Un second traité, daté de 1214, rappelle et confirme les dispositions du premier acte. Étienne donne une force nouvelle à ses obligations, en se soumettant, en cas de non-respect,
aux effets de l'excommunication pour lui et de l'interdit sur ses terres, et à titre d'indemnité, il accorde à l'abbaye quinze livres
estevenants, à prendre et percevoir sur les revenus des salines de Lons-le-Saunier.
En 1228, un nouvel accord entre l'abbesse Euphémie, par l'entremise de Nicolas de Flavigny, archevêque de Besançon, et
le comte Jean de Chalon, héritier et fils d’Etienne III, fut signé
et confirmé en 1237, suite à de nouveaux griefs, avec l'abbesse Guillemine de Monnet. Le comte, pour les infractions qu'il y a commises, est condamné à cent livres d'amende et à une redevance de quarante sols, assignées
sur les salines de Lons-le-Saunier et payables chaque année. Dans le cas de nouvelle infraction, le comte se soumet à la peine de l'excommunication. Jean de Chalon et son fils Hugues, jurent l'observation du tout ; on
appose sur l'acte leurs sceaux, celui de l'archidiacre Etienne de Salins, et ceux des abbés de Baume-les-Messieurs et de Grandvaux.

**Données extraites**:
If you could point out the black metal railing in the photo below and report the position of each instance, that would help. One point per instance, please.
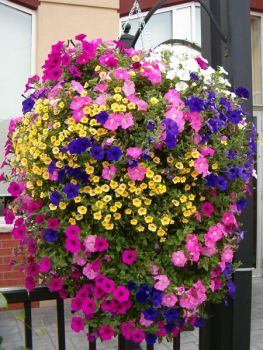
(20, 295)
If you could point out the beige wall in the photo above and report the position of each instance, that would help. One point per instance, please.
(63, 19)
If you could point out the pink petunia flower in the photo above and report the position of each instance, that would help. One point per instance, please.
(126, 121)
(179, 259)
(129, 256)
(121, 294)
(101, 244)
(109, 172)
(169, 299)
(161, 282)
(106, 332)
(201, 165)
(45, 265)
(134, 152)
(137, 173)
(207, 209)
(77, 324)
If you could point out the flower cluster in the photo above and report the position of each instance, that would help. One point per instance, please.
(129, 170)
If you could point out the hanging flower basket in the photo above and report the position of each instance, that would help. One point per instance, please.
(129, 170)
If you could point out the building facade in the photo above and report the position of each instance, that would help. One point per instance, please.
(179, 19)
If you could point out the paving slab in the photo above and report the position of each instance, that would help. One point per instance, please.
(45, 329)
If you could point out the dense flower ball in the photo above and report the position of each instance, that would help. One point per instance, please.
(129, 171)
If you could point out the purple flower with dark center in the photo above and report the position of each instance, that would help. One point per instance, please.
(242, 92)
(102, 117)
(146, 155)
(241, 204)
(199, 322)
(231, 173)
(156, 298)
(97, 152)
(221, 183)
(79, 145)
(195, 104)
(234, 116)
(244, 173)
(225, 103)
(211, 180)
(141, 296)
(194, 76)
(231, 154)
(214, 124)
(51, 235)
(52, 167)
(150, 338)
(171, 314)
(113, 153)
(151, 125)
(71, 190)
(55, 198)
(28, 104)
(150, 314)
(132, 163)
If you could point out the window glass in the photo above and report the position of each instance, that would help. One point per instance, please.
(256, 60)
(15, 66)
(157, 30)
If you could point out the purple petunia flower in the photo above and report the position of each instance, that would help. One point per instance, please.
(102, 117)
(51, 235)
(55, 198)
(97, 152)
(71, 190)
(195, 104)
(113, 153)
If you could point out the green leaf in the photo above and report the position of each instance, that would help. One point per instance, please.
(3, 302)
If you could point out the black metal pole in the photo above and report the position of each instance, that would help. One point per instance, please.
(228, 328)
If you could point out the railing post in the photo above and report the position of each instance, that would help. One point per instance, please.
(177, 342)
(61, 324)
(28, 325)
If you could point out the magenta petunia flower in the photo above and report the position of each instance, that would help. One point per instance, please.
(14, 189)
(53, 223)
(106, 332)
(109, 172)
(121, 294)
(19, 232)
(77, 324)
(55, 284)
(207, 209)
(127, 120)
(179, 259)
(72, 230)
(134, 152)
(128, 256)
(101, 244)
(161, 282)
(137, 173)
(88, 306)
(72, 244)
(45, 265)
(137, 335)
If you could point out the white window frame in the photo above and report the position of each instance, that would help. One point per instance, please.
(33, 30)
(192, 5)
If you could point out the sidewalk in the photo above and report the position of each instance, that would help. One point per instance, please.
(45, 332)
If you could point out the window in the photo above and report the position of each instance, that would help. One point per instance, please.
(16, 38)
(176, 22)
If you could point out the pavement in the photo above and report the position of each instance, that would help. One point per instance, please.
(45, 329)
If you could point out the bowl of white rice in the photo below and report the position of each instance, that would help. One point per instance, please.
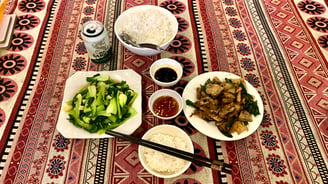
(147, 24)
(160, 164)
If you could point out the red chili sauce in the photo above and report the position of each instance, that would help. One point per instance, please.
(166, 74)
(165, 106)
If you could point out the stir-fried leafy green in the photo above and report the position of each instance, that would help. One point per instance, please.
(101, 105)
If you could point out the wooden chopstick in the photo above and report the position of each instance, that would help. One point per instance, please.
(2, 9)
(197, 159)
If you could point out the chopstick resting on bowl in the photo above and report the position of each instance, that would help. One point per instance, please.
(2, 9)
(197, 159)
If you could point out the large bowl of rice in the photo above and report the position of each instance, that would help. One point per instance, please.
(160, 164)
(147, 24)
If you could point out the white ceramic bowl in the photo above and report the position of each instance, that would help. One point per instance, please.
(166, 63)
(176, 136)
(147, 24)
(164, 93)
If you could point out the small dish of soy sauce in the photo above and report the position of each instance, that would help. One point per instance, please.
(166, 72)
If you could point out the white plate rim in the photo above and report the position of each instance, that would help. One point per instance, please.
(208, 128)
(133, 79)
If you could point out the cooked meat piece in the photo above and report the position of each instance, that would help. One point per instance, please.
(216, 79)
(245, 116)
(238, 127)
(227, 100)
(213, 89)
(215, 117)
(228, 95)
(227, 109)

**Consigne**:
D'après le texte retenu :
1. Quelle indemnité Étienne accorde-t-il à l'abbaye dans le traité de 1214 ?
2. Par l'entremise de qui l'accord de 1228 est-il passé ?
3. À combien s'élève l'amende à laquelle le comte est condamné pour ses infractions ?
Les enregistrements n'ont ici aucun rôle.

**Réponse attendue**:
1. Quinze livres estevenants, à prendre sur les revenus des salines de Lons-le-Saunier.
2. Par l'entremise de Nicolas de Flavigny, archevêque de Besançon.
3. Cent livres.